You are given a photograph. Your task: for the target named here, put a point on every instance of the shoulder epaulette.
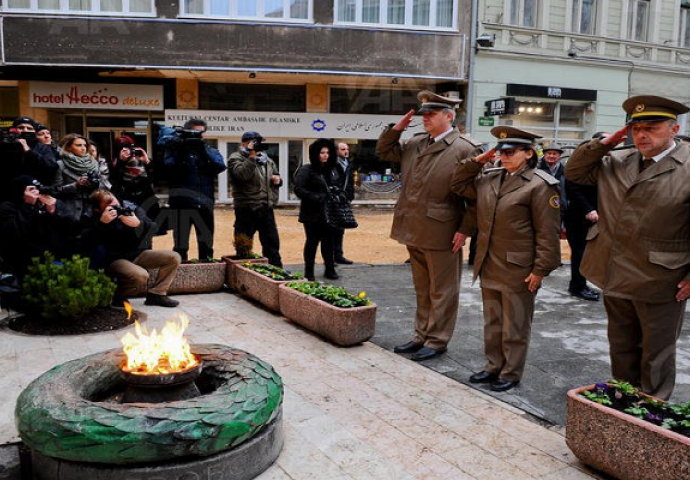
(546, 177)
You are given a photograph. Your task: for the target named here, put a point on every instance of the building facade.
(294, 70)
(564, 67)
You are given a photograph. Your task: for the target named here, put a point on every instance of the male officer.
(639, 251)
(428, 217)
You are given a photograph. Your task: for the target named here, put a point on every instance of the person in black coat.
(312, 184)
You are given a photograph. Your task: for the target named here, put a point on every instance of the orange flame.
(158, 353)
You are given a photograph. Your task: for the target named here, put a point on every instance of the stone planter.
(258, 287)
(195, 278)
(232, 264)
(342, 326)
(622, 445)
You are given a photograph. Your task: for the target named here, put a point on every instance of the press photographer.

> [EXERCISE]: Every line from the line containing "the male officer." to the last line of the material above must be repeated exactly, and no other line.

> [EXERCISE SOLUTION]:
You are given a photograph. Your task: for the target named here, put a point on every instance of the male officer.
(639, 251)
(428, 217)
You are given a photograph. Your task: for the target named here, put a point on every instance of the person in black coat.
(312, 184)
You are given a photograph. Your task: for the target named here, put a point on every instance of the orange flame.
(158, 353)
You are given a photograph. Your task: for the target named here, put a point on every instance of the stone planter.
(258, 287)
(195, 278)
(232, 264)
(342, 326)
(622, 445)
You are given a photograph. Your task: for the target named here, put a point on every instance of the press photographer.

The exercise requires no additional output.